Other examples of undefined behavior stems from the compilation model. A compiler cannot detect an inconsistent definition of an object or a function in separately-compiled translation units. For example:
// file1.c:
struct S { int x,y; };
int f(struct S* p) { return p->x; }
// file2.c:
struct S { int y,x; }
int main()
{
struct S s;
s.x = 1;
int x = f(&s); // x!=ss.x !!
return 2;
}
Compiling file1.c and file2.c and linking the results into the same program is illegal in both C and C++. A linker could catch the inconsistent definition of S, but is not obliged to do so (and most don't). In many cases, it can be quite difficult to catch inconsistencies between separately compiled translation units. Consistent use of header files helps minimize such problems and there are some signs that linkers are improving. Note that C++ linkers do catch almost all errors related to inconsistently declared functions.
Finally, we have the apparently unnecessary and rather annoying undefined behavior of individual expressions. For example:
void out1() { cout << 1; }
void out2() { cout << 2; }
int main()
{
int i = 10;
int j = ++i + i++; // value of j unspecified
f(out1(),out2()); // prints 12 or 21
}
The value of j is unspecified to allow compilers to produce optimal code. It is claimed that the difference between what can be produced giving the compiler this freedom and requiring "ordinary left-to-right evaluation" can be significant. I'm unconvinced, but with innumerable compilers "out there" taking advantage of the freedom and some people passionately defending that freedom, a change would be difficult and could take decades to penetrate to the distant corners of the C and C++ worlds. I am disappointed that not all compilers warn against code such as ++i+i++. Similarly, the order of evaluation of arguments is unspecified.
IMO far too many "things" are left undefined, unspecified, implementation-defined, etc. However, that's easy to say and even to give examples of, but hard to fix. It should also be noted that it is not all that difficult to avoid most of the problems and produce portable code.

__________

(SET TASK 1)
Retype the passage on undefined behavior in C and C++, starting with "Other examples of" and going on through "inconsistently declared functions.".
(SET TASK 2)
Write what comes next in the passage on undefined behavior in C and C++, picking up after its final sentence.
The listing that comes after this point is separate material, apart from the passage on undefined behavior in C and C++.

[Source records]
__________

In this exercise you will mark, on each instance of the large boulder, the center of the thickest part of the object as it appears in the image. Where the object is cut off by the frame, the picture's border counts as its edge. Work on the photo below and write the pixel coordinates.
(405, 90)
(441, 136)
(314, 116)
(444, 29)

__________

(TASK RESULT 1)
Other examples of undefined behavior stems from the compilation model. A compiler cannot detect an inconsistent definition of an object or a function in separately-compiled translation units. For example:
// file1.c:
struct S { int x,y; };
int f(struct S* p) { return p->x; }
// file2.c:
struct S { int y,x; }
int main()
{
struct S s;
s.x = 1;
int x = f(&s); // x!=ss.x !!
return 2;
}
Compiling file1.c and file2.c and linking the results into the same program is illegal in both C and C++. A linker could catch the inconsistent definition of S, but is not obliged to do so (and most don't). In many cases, it can be quite difficult to catch inconsistencies between separately compiled translation units. Consistent use of header files helps minimize such problems and there are some signs that linkers are improving. Note that C++ linkers do catch almost all errors related to inconsistently declared functions.

(TASK RESULT 2)
Why can't I define constraints for my template parameters?
Well, you can, and it's quite easy and general.
Consider:
template<class Container>
void draw_all(Container& c)
{
for_each(c.begin(),c.end(),mem_fun(&Shape::draw));
}
If there is a type error, it will be in the resolution of the fairly complicated for_each() call. For example, if the element type of the container is an int, then we get some kind of obscure error related to the for_each() call (because we can't invoke Shape::draw() for an int).
To catch such errors early, I can write:
template<class Container>
void draw_all(Container& c)
{
Shape* p = c.front(); // accept only containers of Shape*s
for_each(c.begin(),c.end(),mem_fun(&Shape::draw));
}
The initialization of the spurious variable "p" will trigger a comprehensible error message from most current compilers. Tricks like this are common in all languages and have to be developed for all novel constructs. In production code, I'd probably write something like:
template<class Container>
void draw_all(Container& c)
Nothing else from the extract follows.